Texte fourni:
***

Et tout ça ne se fait pas sans risques. Selon une étude de GAE conseil, cabinet de conseil spécialisé en prévention des addictions en entreprise, et l’institut Odoxa, auprès de 3000 Français, en octobre 2020, 41% des salariés ont fait état de pratiques addictives plus fréquentes en télétravail versus sur leur lieu de travail. Après le tabagisme et l’alcoolisme, le workaholisme, apparu par surprise comme l’une de ces pratiques addictives, était alors en hausse de 61% chez les télétravailleurs.

Éloignement physique des collègues et managers, absence de perspectives, solitude, stress, situation familiale difficile, impossibilité de déconnecter : les facteurs favorisant la dépendance au travail sont nombreux et ont été exacerbés par la crise sanitaire et l’instauration du télétravail. D’autant plus que cette pratique s’est installée dans le temps.

Voilà donc pourquoi le workaholisme fait des ravages chez les salariés depuis l’apparition du coronavirus dans nos vies en entreprise.

Comment reconnaître un workaholique ?

Selon une enquête de l’INRS, le profil type du dépendant au travail est une femme de 38 ans en couple avec enfant(s). En effet, ces dernières présentent un risque de dépendance au travail presque deux fois plus élevé que les hommes.

Les différents spécialistes du sujet s’accordent sur ses caractéristiques précises afin de définir le profil du workaholique.

  • Il est souvent perfectionniste
  • Il est anxieux et à peur de mal faire
  • Il est irritable
  • Chaque tâche lui prend du temps pour être faite “parfaitement”
  • Déléguer ? Jamais !
  • Il n’est pas forcément efficace et très productif
  • C’est un solitaire au travail
  • Il ne compte pas ses heures (la dépendance est notée à partir de plus de 7h supplémentaires par semaine) et ne prend que très peu de congés
  • Il néglige sa famille
  • Il délaisse ses activités et ses loisirs
  • Il perd la notion du temps et oublie de se nourrir

Des premiers signes qui peuvent devenir de véritables troubles si le workaholisme n’est pas pris en charge à temps. En effet, une récente étude, menée par des chercheurs de la National Research University Higher School of Economics (HSE) à Moscou, en Russie et publiée dans l’International Journal of Environmental Research and Public Health, montre que les “bourreaux de travail” peuvent développer des dépressions, des troubles de l’humeur, de l’anxiété, des troubles du sommeil ou encore des burn-out (syndrome d’épuisement professionnel).

***

Entrées enregistrées:
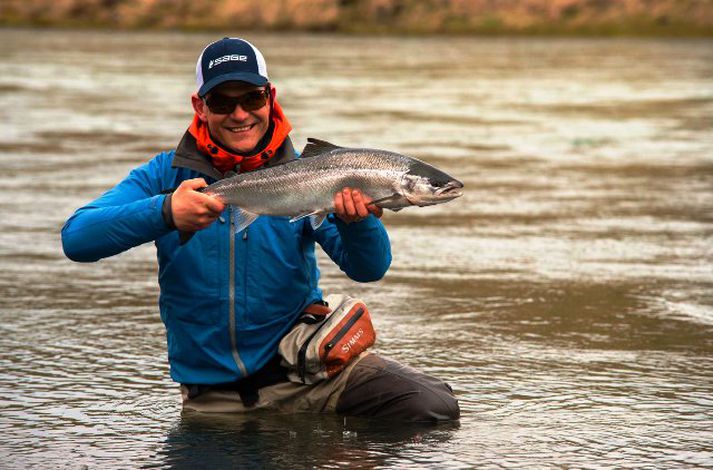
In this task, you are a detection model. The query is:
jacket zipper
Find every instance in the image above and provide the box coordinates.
[228,206,248,377]
[324,307,364,351]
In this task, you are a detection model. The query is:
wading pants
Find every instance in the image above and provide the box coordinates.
[181,352,460,422]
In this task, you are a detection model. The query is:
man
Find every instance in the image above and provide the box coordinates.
[62,38,459,421]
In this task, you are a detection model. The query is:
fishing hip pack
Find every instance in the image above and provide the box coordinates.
[279,294,376,384]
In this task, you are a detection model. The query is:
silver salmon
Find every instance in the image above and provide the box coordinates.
[184,138,463,239]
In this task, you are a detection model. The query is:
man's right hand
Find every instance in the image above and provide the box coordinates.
[171,178,225,232]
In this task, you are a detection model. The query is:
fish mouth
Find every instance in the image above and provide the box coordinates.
[434,180,463,199]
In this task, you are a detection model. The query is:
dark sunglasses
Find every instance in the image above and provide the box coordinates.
[205,88,270,114]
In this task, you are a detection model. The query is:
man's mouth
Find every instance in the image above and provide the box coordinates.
[226,124,255,134]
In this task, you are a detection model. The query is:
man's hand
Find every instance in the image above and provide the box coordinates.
[334,188,384,224]
[171,178,225,232]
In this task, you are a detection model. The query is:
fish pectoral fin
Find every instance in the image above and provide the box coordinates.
[290,209,329,230]
[300,137,344,158]
[309,212,327,230]
[233,207,260,232]
[368,193,403,212]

***

Consigne A: Recopiez le passage du texte sur le workaholisme qui va de « Les différents spécialistes » jusqu'à « Déléguer ? Jamais ! ».
Consigne B:
Répondez aux questions suivantes d'après le texte sur le workaholisme :
(i) En quel mois et quelle année l'étude de GAE conseil et de l'institut Odoxa a-t-elle été réalisée ?
(ii) Selon l'enquête de l'INRS, quel âge a la femme qui correspond au profil type du dépendant au travail ?
(iii) À partir de combien d'heures supplémentaires par semaine la dépendance est-elle notée ?
Consigne C: Poursuivez le texte sur le workaholisme après sa dernière phrase.

Réponse A:
Les différents spécialistes du sujet s’accordent sur ses caractéristiques précises afin de définir le profil du workaholique.

  • Il est souvent perfectionniste
  • Il est anxieux et à peur de mal faire
  • Il est irritable
  • Chaque tâche lui prend du temps pour être faite “parfaitement”
  • Déléguer ? Jamais !

Réponse B:
(i) En octobre 2020.
(ii) 38 ans.
(iii) À partir de plus de 7 heures supplémentaires par semaine.

Réponse C:
Notons tout de même que les études sur le workaholisme s’accordent sur le fait que même si l’addiction au travail survient chez des salariés prédisposés à la dépendance, cette conduite addictive s’aggrave en fonction du contexte de travail. Ainsi, la pression au travail, le besoin d’augmenter la productivité et l’omniprésence de technologies de communication sont des facteurs importants dans le développement de l’ergodépendance.

Je suis workaholique, comment m’en sortir ?

Nombreux sont les work-addicts qui déroulent leur journée une fois dans leur lit et planifient la suivante sous la douche“, a expliqué Pascale Senk, spécialiste et autrice d’un ouvrage sur le sujet dans une interview à Doctissimo. Et malgré un engrenage puissant, il est possible de s’en sortir !

Les psychologues du travail s’accordent sur un chemin à suivre pour sortir de la dépendance au travail :

  • Ecoutez son entourage : souvent, les proches sont les premiers à remarquer des changements d’attitude
  • Prendre conscience de la dépendance
  • Consulter un professionnel qui pourra orienter le salarié vers une thérapie cognitive et comportementale
  • Réapprendre à équilibrer vie professionnelle et vie personnelle : respecter ses horaires de travail et ses jours de repos, prendre des congés, couper ses mails

Si vous êtes managers, c’est aussi à vous d’empêcher ce genre de situation de s’installer et à vous d’être capable d’identifier ces comportements avant qu’ils n’aient d’importantes conséquences sur votre salarié. Comment ? En limitant la quantité d’information, en régulant les canaux de communication (limiter à une seule messagerie), en imposant la fermeture de vos bureaux à certains horaires et en imposant une frontière entre vie privée et vie pro.